▶ **Task**: Please print the stretch of the climate change and food article from "How does climate" through "of our century.", word for word.

-------- Page extract

How does climate change affect what we eat?

Researchers at the London School of Hygiene & Tropical Medicine are exploring the health implications of reducing greenhouse gas emissions, including the effects of climate change on global food production
Cows grazing on a hill
Western diets are a contributing factor to climate change issues
Providing food for the growing population in the face of these environmental changes will be one of the great challenges of our century.

Chikumbutso Patson Kayira, a 45-year-old Malawian farmer, is becoming increasingly nervous that climate change is going to destroy his livelihood and prevent him from providing for his family.

He relies on a steady amount of rainfall for the maize that feeds his family of five, but changes to weather patterns over recent years have halved his yield.

In past years, he has routinely harvested 2,500 kilograms of maize. Now, he is relieved if he can produce half that amount.

"In the coming years we may have a season without any rain", he says dismally.

This story from the London School of Hygiene & Tropical Medicine draws attention to the externalities caused by food production as well as broader attitudes to climate change.

Researchers at the School are currently exploring the health implications of different policies to reduce greenhouse gas emissions as well as the health effects of climate change for global food production.

What are the trade-offs between the production of the foods we want to eat and the environmental cost to the planet?

Global Diet and Climate Change

Western diets, heavy in protein and starch, are a contributing factor to climate change issues, says the School's Dr Alan Dangour, Reader in Global Health.

Rice grain crops can be equally problematic, however, omitting one fifth of the methane produced by humans.

"We need to realise that the production of food can have a major impact on the environment due to it being a major contributor to environmental stress, both through greenhouse gas emission and water use", says Dr Dangour.

It is not simply a case of forcing the world's inhabitants to become vegetarians, he says, but a shift towards fruit and vegetables would consume less water and produce fewer emissions.

----------------
-------- Material shown

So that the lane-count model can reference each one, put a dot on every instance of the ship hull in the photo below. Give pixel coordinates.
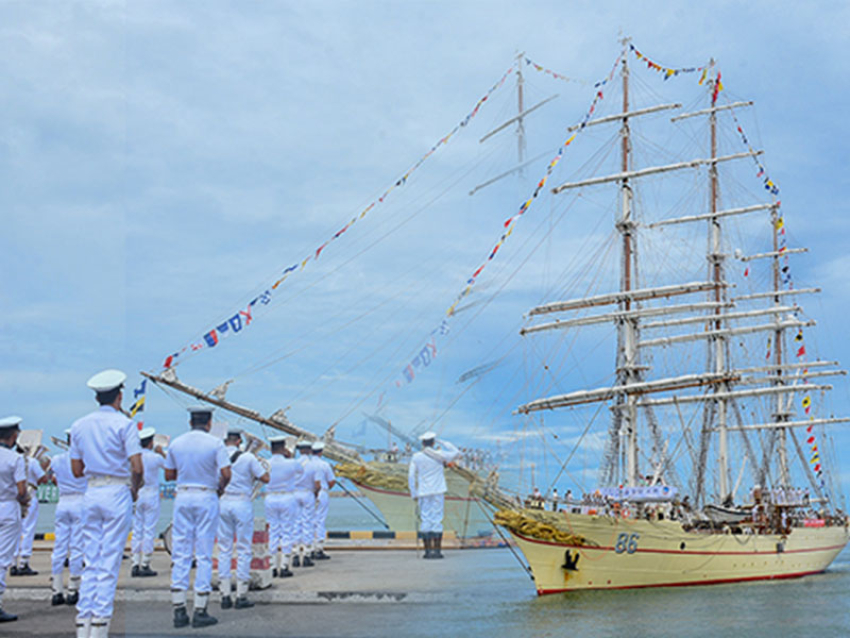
(463, 515)
(632, 554)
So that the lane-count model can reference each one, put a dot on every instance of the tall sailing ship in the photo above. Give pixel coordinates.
(704, 476)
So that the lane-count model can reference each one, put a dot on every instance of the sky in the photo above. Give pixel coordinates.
(165, 162)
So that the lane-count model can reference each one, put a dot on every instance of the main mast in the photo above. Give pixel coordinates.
(716, 258)
(627, 327)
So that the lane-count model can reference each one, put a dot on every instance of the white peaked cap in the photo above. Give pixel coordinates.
(10, 421)
(106, 380)
(198, 409)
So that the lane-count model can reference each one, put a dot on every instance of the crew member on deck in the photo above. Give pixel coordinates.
(105, 449)
(35, 476)
(427, 484)
(146, 514)
(237, 519)
(13, 498)
(306, 490)
(327, 480)
(281, 505)
(68, 528)
(199, 463)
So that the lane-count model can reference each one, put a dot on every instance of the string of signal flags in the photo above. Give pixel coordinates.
(243, 318)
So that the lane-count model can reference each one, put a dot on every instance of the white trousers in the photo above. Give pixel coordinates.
(10, 533)
(24, 549)
(306, 515)
(107, 514)
(236, 520)
(193, 535)
(322, 507)
(68, 527)
(145, 518)
(282, 517)
(431, 513)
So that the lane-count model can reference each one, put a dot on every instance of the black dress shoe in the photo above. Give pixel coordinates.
(202, 619)
(242, 602)
(181, 618)
(4, 617)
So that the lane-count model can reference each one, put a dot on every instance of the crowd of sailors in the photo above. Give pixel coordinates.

----------------

▶ **Response box**:
How does climate change affect what we eat?

Researchers at the London School of Hygiene & Tropical Medicine are exploring the health implications of reducing greenhouse gas emissions, including the effects of climate change on global food production
Cows grazing on a hill
Western diets are a contributing factor to climate change issues
Providing food for the growing population in the face of these environmental changes will be one of the great challenges of our century.